#### [Exercise goal]
Copy out the listing in full, exactly as written, but not its pictures.

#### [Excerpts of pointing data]
● ● ● ● ●
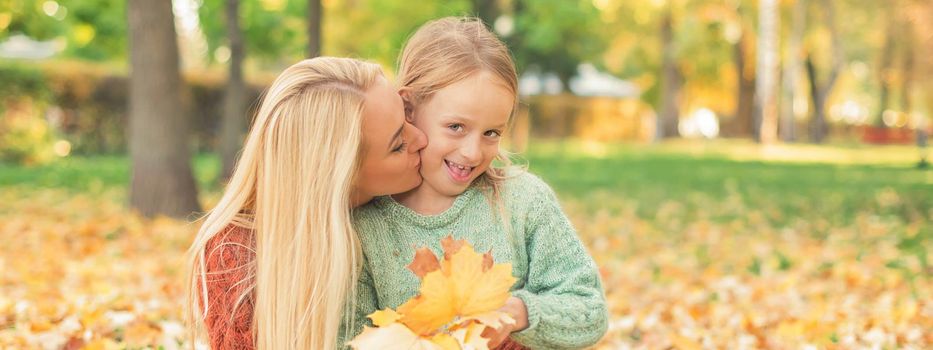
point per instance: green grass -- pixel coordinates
(681, 180)
(723, 182)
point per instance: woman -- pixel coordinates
(275, 259)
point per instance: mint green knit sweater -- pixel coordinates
(557, 279)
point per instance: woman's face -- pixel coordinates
(391, 146)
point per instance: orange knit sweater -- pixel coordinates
(229, 256)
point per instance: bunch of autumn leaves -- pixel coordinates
(459, 297)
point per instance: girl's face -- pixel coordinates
(463, 122)
(390, 147)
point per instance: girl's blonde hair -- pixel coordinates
(291, 190)
(447, 50)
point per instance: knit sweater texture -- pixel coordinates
(557, 278)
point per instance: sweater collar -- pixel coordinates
(396, 211)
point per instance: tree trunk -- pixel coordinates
(233, 125)
(745, 102)
(820, 92)
(161, 181)
(818, 120)
(884, 69)
(486, 10)
(668, 117)
(315, 17)
(908, 69)
(792, 71)
(769, 26)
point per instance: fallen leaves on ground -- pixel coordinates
● ● ● ● ●
#### [Response for this exercise]
point per instance: green grass -- pixel coordinates
(681, 180)
(723, 182)
point per instance: woman -- pixel coordinates
(275, 259)
point per instance: mint green knit sweater -- pixel coordinates
(557, 279)
point per instance: woman's face -- pixel coordinates
(391, 146)
point per instance: orange knit sweater -- pixel coordinates
(229, 256)
point per instance: bunch of autumn leaves -- pixel coordinates
(459, 297)
point per instance: girl's face -- pixel coordinates
(463, 122)
(390, 147)
point per instance: girl's blonde hair -- pixel coordinates
(291, 190)
(447, 50)
point per instance: knit sweater texture -- pixel coordinates
(557, 278)
point per instance: sweater collar -- pixel coordinates
(396, 211)
point per instance: tree trunk -- pixel coordinates
(233, 125)
(745, 102)
(820, 92)
(161, 181)
(818, 120)
(884, 69)
(486, 10)
(668, 117)
(315, 17)
(908, 69)
(792, 71)
(769, 26)
point per instance: fallen leaves on ground -- pixel coordinates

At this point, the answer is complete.